### [SET OF TASKS]
1. In the Dremel chainsaw kit thread, reproduce the text between "Wife is going" and "from doing so.", inclusive, substituting "cordless rotary tool" for every occurrence of "cordless dremel".
2. In the Dremel chainsaw kit thread, why does the poster 4seasons find the Dremel kit a better solution than a dedicated chain grinder?

# Dremel Chainsaw Kit



## HeX0rz (Nov 20, 2010)

So I had to visit the local store again this evening, after being an airhead and dropping my brand new 2 files I bought for my little mcculloch for limbing. As I was there, I stumbled upon dremels chainsaw sharpening kit. It looks promising and I don't think there is a science to it.

Wife is going to let me use her cordless dremel so I can touch up the chains in the field with it. If it goes dead when I need it, well, I got the files.

Has anyone used it, or think its a good product? I have not opened the package yet and would like some input on it first before I open it and destroy the package from doing so.


----------



## jhoff310 (Nov 21, 2010)

Use it and Love it. I hand file my chains in the field and use the dremel if I really tear them up. Its easy to use, comes with the angle guide and 3 stones.

Jeff


----------



## peterc38 (Nov 21, 2010)

Get it and perhaps you could sharpen enough chains with it to pay for a truck or dump trailer. :biggrinbounce2:


----------



## saxman (Nov 21, 2010)

I never used a dremel on chainsaw chain. If you do be careful to pay close attention to the angles of the cutters. I would recommend if you plan on doing very much chain sharpening to buy a Northern Tool copy of a Oregon 511A chain grinder. They can be had for less than $100 when on sale and will give you great professional results.


Steve


----------



## branchbuzzer (Nov 21, 2010)

jhoff310 said:


> Use it and Love it. I hand file my chains in the field and use the dremel if I really tear them up. Its easy to use, comes with the angle guide and 3 stones.
> 
> Jeff



I use mine the same way, files in the field and the Dremel every few filings or if I rock the chain.

A few things. Use it on low speed to avoid excess heat, very important ( The metal workers on here will chime in with more than you ever wanted to know on the subject, I'm sure ) If you have a rocked chain that needs a lot of metal removed, allow the stone and cutter to cool often ( this also clears the stone ). Use stones that aren't dull for the same reason ( you will find that the cost of these stones starts to add up compared to a file )


----------



## 4seasons (Nov 21, 2010)

I use the Dremel kit to clean up a rough chain as well. It works just like a hand held guide on a file. You still have to hold the Dremel at the right angle to get a good sharpening. The stones aren't to bad expensive and will interchange with some other sharpeners so you only have to pay for the Dremel name the first time. I use a hand file when I'm in the woods and carry an extra chain or too if I really get one beat up. I would rather use the Dremel at home where I can take my time and not rush. I find the Dremel kit to be a better solution than a dedicated chain grinder because it is easier on the chain and less likely to turn the teeth blue. The only reason I can see for buying a real grinder is you don't have to have the chain mounted to use it, therefore unless you run a chainsaw for a living why buy a grinder when the Dremel will do the same job?


----------



## branchbuzzer (Nov 21, 2010)

Another thing you want to watch when using these is that the stone will reduce in diameter as it wears. So a 3/16 stone will actually be more like a 5/32 after a while. Check it against a new stone after each sharpen.

### [STORED DATA]
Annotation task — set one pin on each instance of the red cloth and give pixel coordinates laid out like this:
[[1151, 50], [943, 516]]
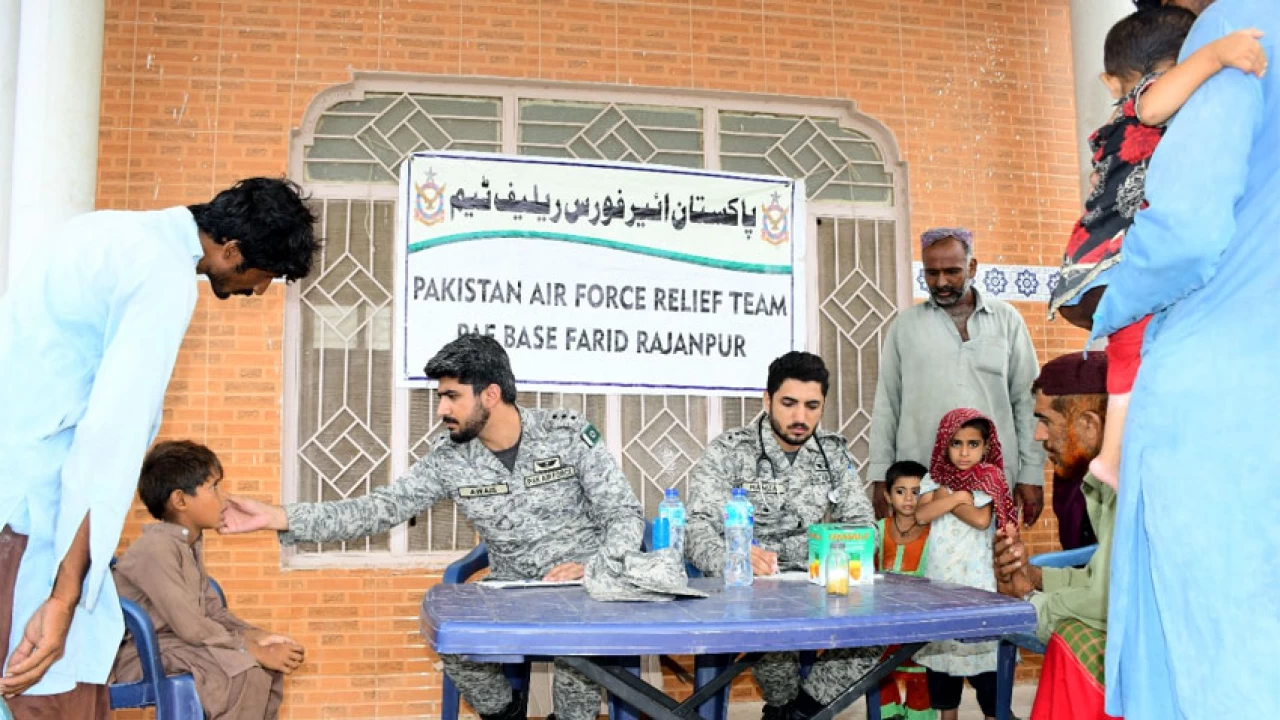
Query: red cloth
[[1066, 689], [987, 475], [1124, 355]]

### [ANSWER LIST]
1.
Wife is going to let me use her cordless rotary tool so I can touch up the chains in the field with it. If it goes dead when I need it, well, I got the files.

Has anyone used it, or think its a good product? I have not opened the package yet and would like some input on it first before I open it and destroy the package from doing so.

2. 4seasons finds the Dremel kit easier on the chain than a dedicated grinder. It is also less likely to turn the teeth blue.